### TASK REQUIREMENTS
List every line in the rows below that contains the word "foliage", copying each such line in full.

** Start RECORDS FOR THE TASK **

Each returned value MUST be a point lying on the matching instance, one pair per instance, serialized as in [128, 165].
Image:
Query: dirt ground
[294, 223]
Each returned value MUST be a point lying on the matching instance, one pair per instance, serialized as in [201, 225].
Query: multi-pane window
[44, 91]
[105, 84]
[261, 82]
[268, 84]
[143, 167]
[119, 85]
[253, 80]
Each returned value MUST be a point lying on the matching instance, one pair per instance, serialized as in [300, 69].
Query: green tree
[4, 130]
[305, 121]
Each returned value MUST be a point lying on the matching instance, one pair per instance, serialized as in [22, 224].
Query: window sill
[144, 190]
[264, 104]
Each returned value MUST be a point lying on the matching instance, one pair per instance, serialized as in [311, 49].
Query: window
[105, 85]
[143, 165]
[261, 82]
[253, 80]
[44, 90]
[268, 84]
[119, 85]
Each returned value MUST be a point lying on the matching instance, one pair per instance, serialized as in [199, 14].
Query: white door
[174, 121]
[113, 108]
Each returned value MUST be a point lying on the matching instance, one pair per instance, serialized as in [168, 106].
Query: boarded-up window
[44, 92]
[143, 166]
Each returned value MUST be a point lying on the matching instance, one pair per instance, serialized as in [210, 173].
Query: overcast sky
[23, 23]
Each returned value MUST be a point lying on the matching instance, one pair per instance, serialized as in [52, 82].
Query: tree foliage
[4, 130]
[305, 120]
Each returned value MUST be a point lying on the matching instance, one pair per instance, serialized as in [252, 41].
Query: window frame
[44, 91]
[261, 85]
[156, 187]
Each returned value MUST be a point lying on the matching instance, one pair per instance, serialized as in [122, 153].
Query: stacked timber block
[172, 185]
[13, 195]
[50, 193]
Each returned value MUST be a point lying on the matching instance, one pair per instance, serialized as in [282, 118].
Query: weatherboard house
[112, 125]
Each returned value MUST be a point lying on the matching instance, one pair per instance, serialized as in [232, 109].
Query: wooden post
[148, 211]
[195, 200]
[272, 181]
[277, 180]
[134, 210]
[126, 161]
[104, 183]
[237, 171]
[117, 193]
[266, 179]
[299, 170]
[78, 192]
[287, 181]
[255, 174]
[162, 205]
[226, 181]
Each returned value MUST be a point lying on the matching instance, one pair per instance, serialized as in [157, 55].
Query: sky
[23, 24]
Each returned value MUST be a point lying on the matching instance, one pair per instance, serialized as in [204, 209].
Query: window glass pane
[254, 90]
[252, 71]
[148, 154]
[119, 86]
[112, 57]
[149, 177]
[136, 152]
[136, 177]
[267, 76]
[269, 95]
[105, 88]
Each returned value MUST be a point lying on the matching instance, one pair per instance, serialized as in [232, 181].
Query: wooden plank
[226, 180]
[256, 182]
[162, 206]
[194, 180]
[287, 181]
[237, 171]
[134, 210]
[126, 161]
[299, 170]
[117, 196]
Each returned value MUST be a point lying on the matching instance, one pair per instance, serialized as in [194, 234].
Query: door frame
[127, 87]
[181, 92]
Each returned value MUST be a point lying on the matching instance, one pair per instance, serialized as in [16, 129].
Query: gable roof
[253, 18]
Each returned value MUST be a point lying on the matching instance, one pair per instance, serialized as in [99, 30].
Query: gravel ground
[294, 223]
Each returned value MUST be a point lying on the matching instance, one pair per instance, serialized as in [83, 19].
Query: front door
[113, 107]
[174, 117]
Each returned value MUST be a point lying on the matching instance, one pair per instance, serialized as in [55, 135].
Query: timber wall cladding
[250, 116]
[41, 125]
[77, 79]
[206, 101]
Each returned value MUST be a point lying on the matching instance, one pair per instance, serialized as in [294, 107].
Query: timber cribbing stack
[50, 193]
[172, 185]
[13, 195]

** End RECORDS FOR THE TASK **
** Start RECORDS FOR THE TASK **

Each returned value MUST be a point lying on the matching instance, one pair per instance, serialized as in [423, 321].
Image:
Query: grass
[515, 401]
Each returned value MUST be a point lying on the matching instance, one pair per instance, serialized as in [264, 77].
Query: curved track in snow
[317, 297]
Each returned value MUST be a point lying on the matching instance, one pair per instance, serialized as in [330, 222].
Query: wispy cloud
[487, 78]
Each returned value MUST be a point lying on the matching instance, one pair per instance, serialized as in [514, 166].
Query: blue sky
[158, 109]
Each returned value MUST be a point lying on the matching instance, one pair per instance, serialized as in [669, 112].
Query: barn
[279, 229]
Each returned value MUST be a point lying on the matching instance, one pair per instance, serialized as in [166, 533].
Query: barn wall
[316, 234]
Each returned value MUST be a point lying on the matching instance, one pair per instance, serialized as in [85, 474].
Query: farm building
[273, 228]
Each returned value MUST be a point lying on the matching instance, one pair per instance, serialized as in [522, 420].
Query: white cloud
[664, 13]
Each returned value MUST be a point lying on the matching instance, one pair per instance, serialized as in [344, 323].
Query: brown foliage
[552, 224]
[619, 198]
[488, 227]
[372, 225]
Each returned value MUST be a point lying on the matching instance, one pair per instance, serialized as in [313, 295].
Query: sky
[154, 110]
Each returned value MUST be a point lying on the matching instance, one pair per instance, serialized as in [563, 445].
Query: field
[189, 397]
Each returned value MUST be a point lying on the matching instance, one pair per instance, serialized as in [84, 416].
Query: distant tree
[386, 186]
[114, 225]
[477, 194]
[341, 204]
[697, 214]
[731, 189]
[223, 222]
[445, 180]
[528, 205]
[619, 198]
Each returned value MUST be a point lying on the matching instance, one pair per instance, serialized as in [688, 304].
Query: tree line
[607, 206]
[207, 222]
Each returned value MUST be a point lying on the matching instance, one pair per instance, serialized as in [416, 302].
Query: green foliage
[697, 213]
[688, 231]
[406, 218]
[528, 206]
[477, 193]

** End RECORDS FOR THE TASK **

### CORRECT OUTPUT
Query: tree foliage
Query: brown foliage
Query: green foliage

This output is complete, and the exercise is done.